→ **THINGS TO DO**:
A: Copy out the stretch of the John Adams miniseries post from "I was out in" through "be an American.".
B: Take the post about the John Adams miniseries further, picking up right after its final sentence.

→ **TEXT EXCERPT**:

Start of Block

30 April 2008

One Nation

I was out in Las Vegas the week before last visiting my parents. There are a lot of non-TV reasons I love hanging out with them, but HBO is certainly a perk. This winter/spring, HBO ran a miniseries called John Adams, which covered the events of about 1775-1805 from the perspective of Mr. Adams himself. Though it did sometimes hilariously remind me of the musical 1776 (Sit down, John, Sit Down!) and it had too many Hollywood types involved in it which resulted in annoying cinematography...decisions (somehow, I don't think the late 18th century was tilted...), it really was a fun and sometimes even poignant look at early American history. If they could condense the four episodes I saw into one hour (I liked it as is, but I'm a history buff...), I might even suggest it be shown to every American alive today. Seems like we could use a reminder about what it means to be an American.

Though the scenes between John and Abigail (played by Paul Giamatti and the always fabulous Laura Linney) were great, I think the most memorable moment for me involved a discussion between the second president and the third. (Mr. Adams and Mr. Jefferson, respectively...please tell me you knew that). Said discussion took place during the presidency of Mr. Washington (everyone in the miniseries always referred to each other as Mr. this and Mrs. that...it was kind of nice). The United States was being drawn into the seemingly unending British-French conflict and a split arose over this between two groups who had already begun to grow apart: those who believed in individualism as the guiding principle for society (the Republicans, who sided with the French), and those who saw a need for greater governmental involvement (the Federalists, who were beginning to advocate joining the war on the side of the British).

End of Block

→ **SOURCE DATA**:
Start of Block

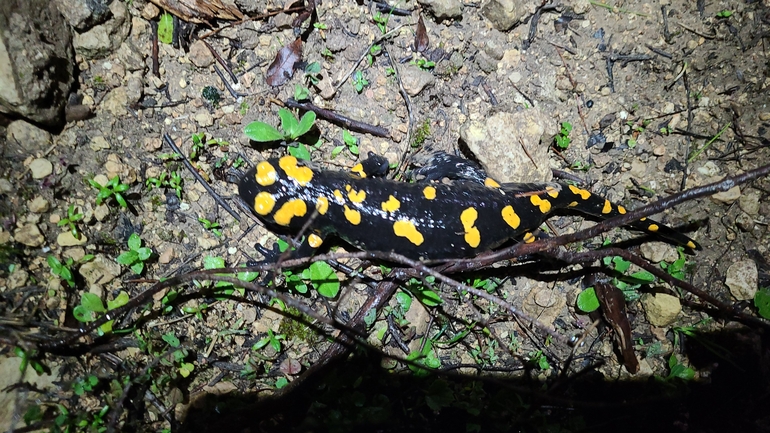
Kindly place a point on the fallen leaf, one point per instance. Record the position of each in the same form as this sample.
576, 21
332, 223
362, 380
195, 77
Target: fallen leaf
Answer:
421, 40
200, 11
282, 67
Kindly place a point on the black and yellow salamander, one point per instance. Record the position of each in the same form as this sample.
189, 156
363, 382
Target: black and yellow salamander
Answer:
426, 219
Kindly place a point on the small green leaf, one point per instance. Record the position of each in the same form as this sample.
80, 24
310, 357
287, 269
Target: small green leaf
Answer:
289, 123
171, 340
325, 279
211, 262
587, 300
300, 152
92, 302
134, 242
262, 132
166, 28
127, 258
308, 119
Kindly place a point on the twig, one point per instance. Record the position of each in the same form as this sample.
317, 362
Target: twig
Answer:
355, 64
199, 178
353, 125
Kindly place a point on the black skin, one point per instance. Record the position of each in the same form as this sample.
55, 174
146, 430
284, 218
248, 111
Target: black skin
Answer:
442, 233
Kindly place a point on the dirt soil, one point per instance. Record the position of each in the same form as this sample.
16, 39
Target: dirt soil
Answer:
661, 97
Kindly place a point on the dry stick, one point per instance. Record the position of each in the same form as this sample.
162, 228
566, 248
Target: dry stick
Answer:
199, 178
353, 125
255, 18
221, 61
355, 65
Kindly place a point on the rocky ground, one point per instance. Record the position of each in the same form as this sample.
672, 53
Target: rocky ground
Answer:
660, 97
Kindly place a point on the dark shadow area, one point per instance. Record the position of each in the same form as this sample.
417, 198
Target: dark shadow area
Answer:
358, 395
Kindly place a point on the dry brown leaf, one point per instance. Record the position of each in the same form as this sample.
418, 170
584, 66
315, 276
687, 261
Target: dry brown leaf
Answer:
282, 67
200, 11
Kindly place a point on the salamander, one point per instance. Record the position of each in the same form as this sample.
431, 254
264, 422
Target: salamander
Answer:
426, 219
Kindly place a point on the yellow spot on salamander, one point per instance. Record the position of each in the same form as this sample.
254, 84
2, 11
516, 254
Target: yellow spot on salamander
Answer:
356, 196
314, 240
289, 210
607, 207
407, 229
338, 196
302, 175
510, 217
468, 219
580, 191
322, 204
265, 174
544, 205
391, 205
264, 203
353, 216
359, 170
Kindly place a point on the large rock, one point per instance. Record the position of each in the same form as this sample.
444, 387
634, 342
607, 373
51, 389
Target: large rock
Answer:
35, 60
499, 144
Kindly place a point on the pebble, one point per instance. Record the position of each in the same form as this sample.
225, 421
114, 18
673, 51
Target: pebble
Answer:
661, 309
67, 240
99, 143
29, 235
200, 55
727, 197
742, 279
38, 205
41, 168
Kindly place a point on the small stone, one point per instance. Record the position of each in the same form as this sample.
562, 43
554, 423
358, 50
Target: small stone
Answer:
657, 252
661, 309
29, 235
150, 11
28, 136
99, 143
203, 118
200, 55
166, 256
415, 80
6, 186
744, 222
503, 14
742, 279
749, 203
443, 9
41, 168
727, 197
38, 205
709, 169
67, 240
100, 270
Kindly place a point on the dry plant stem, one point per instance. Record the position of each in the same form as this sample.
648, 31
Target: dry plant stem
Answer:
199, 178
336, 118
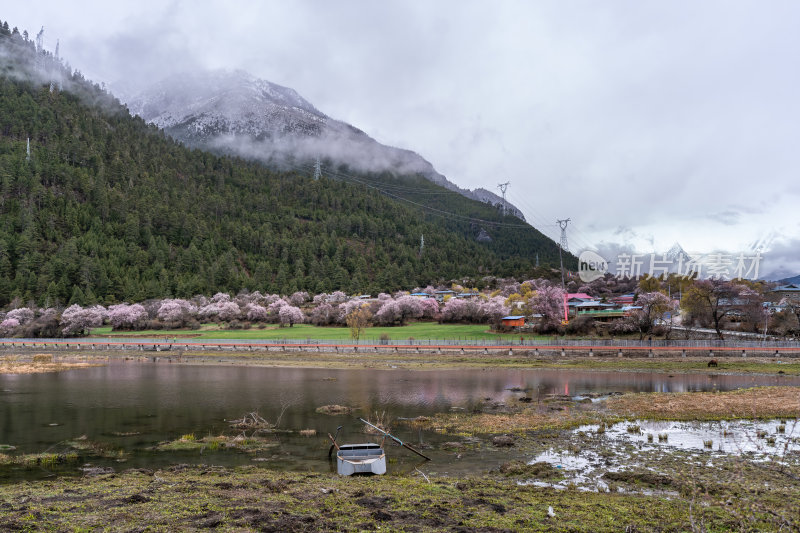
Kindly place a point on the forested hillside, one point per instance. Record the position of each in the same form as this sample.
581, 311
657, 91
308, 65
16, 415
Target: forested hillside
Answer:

End of Block

→ **ANSWER SECTION**:
A:
I was out in Las Vegas the week before last visiting my parents. There are a lot of non-TV reasons I love hanging out with them, but HBO is certainly a perk. This winter/spring, HBO ran a miniseries called John Adams, which covered the events of about 1775-1805 from the perspective of Mr. Adams himself. Though it did sometimes hilariously remind me of the musical 1776 (Sit down, John, Sit Down!) and it had too many Hollywood types involved in it which resulted in annoying cinematography...decisions (somehow, I don't think the late 18th century was tilted...), it really was a fun and sometimes even poignant look at early American history. If they could condense the four episodes I saw into one hour (I liked it as is, but I'm a history buff...), I might even suggest it be shown to every American alive today. Seems like we could use a reminder about what it means to be an American.

B:
Jefferson, if you know your history, was an unapologetic Francophile and a staunch Republican, and while Adams certainly did not wish to drag the new nation into a war, he was swayed by the potential he saw in a strong federal government and the National Bank idea in particular. The two former friends were clearly headed down different ideological paths by this point and had drifted apart socially as a result, but there's a scene with them walking down the street having an honest conversation about why each believed as he did. And it was striking to me because it made me wonder if this ever happens anymore. I know that Democrats and Republicans occasionally (though rarely) work together on bills and appear together for photo ops and things, but is there any effort to understand each other, to come together?

I'm a pretty solid Democrat, but it seems to me that if I were in the Senate or the House, I'd look for the most intelligent, most logical Republican I could find and make friends. We are (or were!), after all, working toward a common goal, even if our methods are different.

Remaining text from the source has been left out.